- [WORK TASK] Within the listing below, count the lines that include "target" and give the count alone.

--- SUPPLIED RECORDS Enclosed Below ---

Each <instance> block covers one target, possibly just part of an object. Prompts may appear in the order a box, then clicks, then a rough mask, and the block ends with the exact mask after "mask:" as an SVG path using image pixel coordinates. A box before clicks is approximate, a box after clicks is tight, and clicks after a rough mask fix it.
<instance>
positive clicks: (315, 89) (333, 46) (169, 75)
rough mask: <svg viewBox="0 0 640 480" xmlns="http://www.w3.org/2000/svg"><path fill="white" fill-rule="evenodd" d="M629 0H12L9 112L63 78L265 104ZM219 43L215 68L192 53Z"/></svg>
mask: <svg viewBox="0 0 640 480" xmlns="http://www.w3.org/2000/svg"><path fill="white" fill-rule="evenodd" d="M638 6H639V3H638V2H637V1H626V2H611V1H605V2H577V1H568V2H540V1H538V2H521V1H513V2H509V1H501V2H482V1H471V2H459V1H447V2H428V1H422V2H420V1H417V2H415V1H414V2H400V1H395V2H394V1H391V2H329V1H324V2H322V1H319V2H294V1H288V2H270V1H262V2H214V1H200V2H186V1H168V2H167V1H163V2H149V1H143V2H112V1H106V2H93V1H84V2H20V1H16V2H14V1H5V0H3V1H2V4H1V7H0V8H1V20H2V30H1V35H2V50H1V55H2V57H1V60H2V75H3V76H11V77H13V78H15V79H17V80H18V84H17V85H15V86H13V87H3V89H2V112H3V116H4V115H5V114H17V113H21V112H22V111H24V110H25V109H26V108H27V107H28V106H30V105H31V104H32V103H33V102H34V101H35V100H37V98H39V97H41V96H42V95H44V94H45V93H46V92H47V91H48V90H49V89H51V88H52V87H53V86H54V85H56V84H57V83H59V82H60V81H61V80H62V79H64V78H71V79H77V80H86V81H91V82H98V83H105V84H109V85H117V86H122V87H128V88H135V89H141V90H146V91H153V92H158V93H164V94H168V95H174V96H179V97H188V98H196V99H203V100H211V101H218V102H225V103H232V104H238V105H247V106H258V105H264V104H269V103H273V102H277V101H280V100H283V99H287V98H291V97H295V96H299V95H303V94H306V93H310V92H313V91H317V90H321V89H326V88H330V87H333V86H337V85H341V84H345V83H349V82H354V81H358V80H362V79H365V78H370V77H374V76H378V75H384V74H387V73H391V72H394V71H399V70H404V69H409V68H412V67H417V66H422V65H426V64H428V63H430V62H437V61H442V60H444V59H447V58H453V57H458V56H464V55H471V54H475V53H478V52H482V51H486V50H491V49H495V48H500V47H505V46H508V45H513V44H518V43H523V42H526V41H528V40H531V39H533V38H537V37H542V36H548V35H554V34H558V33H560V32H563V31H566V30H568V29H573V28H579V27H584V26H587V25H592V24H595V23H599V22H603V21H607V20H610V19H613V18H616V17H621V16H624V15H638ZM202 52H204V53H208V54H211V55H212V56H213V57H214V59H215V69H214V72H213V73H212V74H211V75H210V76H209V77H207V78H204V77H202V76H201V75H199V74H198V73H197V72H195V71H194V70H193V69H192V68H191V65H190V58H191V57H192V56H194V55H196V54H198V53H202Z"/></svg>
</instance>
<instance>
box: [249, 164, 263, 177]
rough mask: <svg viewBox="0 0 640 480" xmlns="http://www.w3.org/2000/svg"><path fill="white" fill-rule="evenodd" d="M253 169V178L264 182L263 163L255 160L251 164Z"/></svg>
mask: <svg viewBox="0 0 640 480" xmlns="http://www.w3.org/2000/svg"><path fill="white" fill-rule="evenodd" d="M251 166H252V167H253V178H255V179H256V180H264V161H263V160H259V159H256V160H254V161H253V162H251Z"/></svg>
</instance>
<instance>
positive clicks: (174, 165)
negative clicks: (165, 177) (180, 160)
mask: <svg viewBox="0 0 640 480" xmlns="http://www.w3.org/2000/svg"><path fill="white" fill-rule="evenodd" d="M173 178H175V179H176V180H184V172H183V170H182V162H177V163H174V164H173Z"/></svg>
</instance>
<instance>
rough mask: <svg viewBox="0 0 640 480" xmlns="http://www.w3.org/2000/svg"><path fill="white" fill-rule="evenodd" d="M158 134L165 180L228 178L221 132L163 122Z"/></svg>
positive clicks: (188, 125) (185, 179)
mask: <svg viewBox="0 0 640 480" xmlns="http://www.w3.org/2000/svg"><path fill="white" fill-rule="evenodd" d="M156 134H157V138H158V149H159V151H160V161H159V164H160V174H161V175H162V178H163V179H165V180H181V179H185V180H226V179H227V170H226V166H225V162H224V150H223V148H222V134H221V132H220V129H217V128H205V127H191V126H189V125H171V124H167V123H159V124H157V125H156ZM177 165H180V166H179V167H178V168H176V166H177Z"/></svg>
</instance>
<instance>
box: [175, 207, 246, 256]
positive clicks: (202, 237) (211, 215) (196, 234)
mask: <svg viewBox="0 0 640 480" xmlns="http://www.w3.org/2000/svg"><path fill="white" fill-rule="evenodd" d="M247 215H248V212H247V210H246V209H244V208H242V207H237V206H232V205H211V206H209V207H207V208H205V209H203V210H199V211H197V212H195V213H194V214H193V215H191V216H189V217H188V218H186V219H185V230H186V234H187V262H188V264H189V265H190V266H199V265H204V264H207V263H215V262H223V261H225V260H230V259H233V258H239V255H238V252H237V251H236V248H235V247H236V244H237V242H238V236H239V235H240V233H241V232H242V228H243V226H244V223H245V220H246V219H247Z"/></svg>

--- End of Enclosed SUPPLIED RECORDS ---
--- SUPPLIED RECORDS Enclosed Below ---

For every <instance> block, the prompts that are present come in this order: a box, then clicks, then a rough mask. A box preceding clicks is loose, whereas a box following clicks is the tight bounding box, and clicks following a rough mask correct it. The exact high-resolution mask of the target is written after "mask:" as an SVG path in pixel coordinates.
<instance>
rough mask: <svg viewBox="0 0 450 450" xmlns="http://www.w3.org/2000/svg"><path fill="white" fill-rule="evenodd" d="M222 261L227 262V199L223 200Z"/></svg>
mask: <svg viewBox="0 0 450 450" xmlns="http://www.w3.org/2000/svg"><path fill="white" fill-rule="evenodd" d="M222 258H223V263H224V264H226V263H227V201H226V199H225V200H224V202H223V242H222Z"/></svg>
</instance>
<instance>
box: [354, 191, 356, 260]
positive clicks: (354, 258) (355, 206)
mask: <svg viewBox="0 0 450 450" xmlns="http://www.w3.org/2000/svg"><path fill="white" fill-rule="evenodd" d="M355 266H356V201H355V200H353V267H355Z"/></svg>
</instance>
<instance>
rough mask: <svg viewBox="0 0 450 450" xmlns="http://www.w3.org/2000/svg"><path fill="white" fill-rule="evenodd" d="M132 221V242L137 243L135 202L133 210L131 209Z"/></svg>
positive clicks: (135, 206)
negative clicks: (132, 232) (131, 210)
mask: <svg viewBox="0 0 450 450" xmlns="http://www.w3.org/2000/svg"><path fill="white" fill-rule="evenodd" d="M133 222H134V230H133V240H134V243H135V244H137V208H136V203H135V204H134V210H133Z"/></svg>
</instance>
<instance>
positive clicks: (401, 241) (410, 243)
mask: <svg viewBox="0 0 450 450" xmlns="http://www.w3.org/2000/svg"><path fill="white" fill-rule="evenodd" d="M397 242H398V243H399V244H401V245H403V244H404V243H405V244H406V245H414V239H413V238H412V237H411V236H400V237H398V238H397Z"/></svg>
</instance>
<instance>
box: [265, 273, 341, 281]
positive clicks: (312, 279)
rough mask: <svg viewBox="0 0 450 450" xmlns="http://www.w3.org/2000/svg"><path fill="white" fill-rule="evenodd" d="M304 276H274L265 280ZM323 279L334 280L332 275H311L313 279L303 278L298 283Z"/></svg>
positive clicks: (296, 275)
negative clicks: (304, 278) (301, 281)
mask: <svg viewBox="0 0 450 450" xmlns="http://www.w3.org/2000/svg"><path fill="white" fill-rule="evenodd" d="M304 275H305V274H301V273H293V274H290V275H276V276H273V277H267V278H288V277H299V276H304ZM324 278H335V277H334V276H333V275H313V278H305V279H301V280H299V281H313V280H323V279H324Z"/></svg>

--- End of Enclosed SUPPLIED RECORDS ---

- [OUTPUT OF THE TASK] 2